== SUPPLIED PASSAGE

See DOCKER_README.md for detailed Docker/Podman documentation.

2. Server Setup

The server is a FastAPI app that distributes audio tasks and collects results. It is designed to run in a Docker container for easy deployment and persistence.

Build and Run with Docker

Build the Docker image:

cd server
docker build -t whisper-server .
# or with Podman:
# podman build -t whisper-server .

Run the container, mapping volumes for persistence:

docker run -d \
  -p 8000:8000 \
  -v /path/to/logs:/app/logs:Z \
  -v /path/to/inprogress.txt:/app/inprogress.txt:Z \
  -v /mnt/data/video:/mnt/data/video:Z \
  whisper-server

Replace /mnt/data/video with the actual path to your MP3 files.

====

◆ DIRECTIONS FOR THIS TASK:
In the server setup text, what kind of app is the server that distributes audio tasks and collects results?

== DATASET ENTRIES

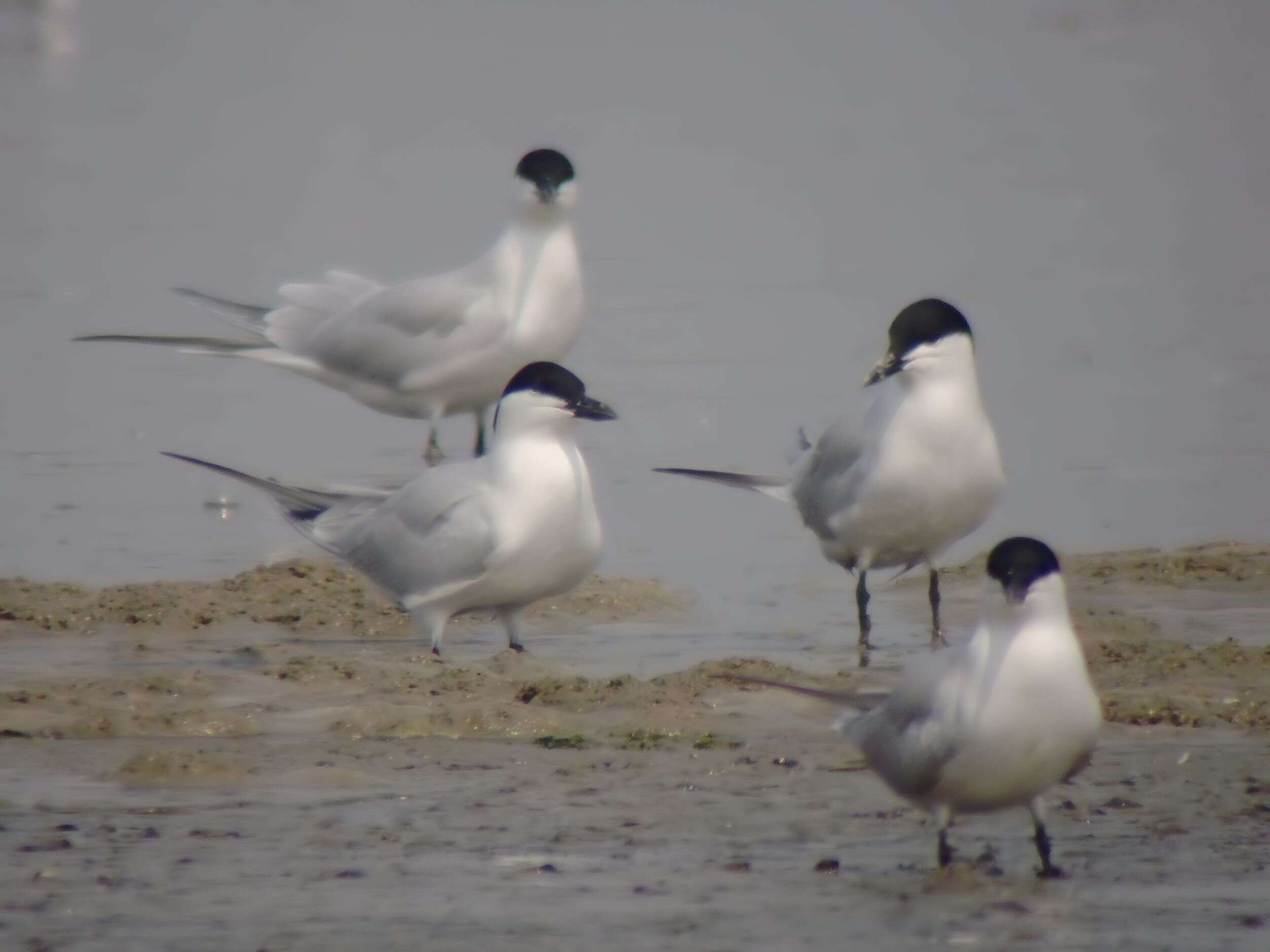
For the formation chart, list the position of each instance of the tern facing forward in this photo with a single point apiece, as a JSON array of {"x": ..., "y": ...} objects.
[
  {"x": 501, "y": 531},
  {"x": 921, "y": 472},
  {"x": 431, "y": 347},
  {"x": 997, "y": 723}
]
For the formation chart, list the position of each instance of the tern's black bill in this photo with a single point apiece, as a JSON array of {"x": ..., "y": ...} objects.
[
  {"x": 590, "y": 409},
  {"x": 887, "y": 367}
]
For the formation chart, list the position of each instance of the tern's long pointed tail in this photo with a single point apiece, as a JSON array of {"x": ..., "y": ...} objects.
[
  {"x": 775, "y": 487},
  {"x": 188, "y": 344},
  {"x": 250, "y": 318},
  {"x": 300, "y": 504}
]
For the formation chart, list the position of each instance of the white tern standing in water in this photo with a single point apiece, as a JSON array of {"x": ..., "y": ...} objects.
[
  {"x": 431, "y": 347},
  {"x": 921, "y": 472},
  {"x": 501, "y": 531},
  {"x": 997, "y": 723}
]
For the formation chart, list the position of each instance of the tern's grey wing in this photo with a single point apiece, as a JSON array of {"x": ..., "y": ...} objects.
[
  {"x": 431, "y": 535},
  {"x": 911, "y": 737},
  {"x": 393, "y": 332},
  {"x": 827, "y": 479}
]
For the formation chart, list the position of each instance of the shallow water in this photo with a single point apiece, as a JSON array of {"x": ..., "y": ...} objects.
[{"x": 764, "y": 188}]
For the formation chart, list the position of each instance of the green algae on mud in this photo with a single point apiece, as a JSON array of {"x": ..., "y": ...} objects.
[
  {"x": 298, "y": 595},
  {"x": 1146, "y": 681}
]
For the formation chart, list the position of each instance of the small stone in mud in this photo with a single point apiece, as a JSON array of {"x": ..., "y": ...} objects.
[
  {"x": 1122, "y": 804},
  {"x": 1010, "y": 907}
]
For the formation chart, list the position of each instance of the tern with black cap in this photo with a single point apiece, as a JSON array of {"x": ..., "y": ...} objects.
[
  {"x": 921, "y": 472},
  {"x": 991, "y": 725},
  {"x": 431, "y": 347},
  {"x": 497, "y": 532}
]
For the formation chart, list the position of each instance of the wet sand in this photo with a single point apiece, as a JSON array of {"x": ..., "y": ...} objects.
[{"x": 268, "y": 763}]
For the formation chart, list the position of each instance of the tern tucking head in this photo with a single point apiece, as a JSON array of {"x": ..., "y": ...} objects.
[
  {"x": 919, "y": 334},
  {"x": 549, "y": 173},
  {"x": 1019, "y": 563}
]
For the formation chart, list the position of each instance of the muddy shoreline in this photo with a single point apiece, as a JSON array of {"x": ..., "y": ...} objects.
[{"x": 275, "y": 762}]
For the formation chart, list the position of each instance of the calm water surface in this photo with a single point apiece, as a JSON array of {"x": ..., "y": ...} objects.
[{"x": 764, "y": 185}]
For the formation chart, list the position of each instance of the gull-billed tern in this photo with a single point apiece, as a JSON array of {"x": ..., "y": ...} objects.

====
== DATASET ENTRIES

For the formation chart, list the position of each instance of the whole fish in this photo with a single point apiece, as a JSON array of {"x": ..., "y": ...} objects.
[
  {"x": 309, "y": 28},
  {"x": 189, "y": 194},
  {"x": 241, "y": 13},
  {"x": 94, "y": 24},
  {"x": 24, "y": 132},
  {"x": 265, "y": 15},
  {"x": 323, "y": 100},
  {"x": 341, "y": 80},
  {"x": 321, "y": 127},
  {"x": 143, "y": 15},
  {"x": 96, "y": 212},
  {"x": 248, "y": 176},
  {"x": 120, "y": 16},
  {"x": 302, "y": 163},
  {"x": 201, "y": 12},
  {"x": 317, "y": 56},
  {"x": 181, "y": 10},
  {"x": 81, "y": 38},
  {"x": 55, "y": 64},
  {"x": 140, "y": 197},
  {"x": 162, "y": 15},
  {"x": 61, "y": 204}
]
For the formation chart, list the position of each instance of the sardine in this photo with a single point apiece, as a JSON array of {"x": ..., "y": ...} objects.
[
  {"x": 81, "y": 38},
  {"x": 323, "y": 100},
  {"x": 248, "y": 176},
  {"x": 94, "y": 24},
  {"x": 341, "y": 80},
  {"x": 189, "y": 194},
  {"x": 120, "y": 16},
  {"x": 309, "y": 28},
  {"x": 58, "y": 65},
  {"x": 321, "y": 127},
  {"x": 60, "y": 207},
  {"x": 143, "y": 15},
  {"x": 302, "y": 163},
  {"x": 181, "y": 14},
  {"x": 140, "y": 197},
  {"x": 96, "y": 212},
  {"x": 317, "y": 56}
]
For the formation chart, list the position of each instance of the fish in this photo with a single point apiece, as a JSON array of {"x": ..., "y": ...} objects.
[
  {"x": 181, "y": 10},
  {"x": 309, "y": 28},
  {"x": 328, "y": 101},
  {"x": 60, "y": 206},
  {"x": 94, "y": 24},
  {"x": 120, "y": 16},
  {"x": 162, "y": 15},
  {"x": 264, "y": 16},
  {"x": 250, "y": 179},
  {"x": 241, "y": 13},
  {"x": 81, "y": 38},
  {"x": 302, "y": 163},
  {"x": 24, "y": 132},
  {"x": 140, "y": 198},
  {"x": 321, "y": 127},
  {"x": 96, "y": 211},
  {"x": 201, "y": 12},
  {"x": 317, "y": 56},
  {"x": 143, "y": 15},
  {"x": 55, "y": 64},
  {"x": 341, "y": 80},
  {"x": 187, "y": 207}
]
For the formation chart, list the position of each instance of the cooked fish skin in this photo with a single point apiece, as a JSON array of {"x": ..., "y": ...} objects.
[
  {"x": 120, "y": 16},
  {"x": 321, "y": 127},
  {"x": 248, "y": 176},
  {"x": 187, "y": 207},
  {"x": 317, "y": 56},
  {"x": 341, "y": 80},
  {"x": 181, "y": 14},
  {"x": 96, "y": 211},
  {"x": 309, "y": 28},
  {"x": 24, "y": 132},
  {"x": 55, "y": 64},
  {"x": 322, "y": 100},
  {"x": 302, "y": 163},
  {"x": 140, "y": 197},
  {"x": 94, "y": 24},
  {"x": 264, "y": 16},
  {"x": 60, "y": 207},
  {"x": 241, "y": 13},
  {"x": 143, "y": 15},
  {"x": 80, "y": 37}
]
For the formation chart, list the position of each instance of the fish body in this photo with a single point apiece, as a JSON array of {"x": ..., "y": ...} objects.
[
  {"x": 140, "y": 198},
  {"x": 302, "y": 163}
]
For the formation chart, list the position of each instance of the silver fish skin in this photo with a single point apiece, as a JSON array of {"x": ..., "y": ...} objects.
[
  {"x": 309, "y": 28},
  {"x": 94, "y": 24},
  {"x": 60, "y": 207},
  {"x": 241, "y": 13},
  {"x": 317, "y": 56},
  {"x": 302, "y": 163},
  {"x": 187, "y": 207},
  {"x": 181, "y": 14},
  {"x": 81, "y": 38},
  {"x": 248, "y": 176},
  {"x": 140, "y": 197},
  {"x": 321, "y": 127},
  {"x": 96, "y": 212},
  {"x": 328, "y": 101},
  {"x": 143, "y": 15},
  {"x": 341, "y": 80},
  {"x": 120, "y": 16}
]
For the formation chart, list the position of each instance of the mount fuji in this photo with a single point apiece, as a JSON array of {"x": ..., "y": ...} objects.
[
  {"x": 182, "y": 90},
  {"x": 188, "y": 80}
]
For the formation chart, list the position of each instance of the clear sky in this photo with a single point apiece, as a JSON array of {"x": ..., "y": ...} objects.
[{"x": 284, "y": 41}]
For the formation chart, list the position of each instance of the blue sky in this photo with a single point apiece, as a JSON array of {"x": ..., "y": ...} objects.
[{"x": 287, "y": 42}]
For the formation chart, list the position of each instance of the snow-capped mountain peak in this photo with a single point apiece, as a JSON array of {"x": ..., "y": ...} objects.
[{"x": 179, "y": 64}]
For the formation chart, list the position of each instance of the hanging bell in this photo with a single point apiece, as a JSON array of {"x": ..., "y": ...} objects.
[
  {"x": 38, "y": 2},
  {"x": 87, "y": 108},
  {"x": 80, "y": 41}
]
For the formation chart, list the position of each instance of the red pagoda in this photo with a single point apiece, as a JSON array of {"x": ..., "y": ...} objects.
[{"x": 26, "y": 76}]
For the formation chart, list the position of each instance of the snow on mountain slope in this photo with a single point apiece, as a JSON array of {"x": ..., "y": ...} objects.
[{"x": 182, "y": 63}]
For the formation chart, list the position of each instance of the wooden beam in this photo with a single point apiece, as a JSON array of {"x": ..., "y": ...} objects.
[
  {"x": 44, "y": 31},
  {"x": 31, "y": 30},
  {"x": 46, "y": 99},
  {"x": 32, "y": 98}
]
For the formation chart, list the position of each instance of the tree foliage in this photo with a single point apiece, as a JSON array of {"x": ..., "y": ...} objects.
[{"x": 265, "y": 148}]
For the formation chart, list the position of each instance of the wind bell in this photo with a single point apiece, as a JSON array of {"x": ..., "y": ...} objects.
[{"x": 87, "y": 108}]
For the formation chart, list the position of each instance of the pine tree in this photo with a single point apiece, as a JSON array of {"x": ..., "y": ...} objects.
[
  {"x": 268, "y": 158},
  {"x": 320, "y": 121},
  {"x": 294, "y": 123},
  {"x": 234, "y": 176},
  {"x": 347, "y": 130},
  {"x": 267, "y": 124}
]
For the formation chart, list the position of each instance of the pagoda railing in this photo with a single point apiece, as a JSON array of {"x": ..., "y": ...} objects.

====

◆ REPLY:
A FastAPI app.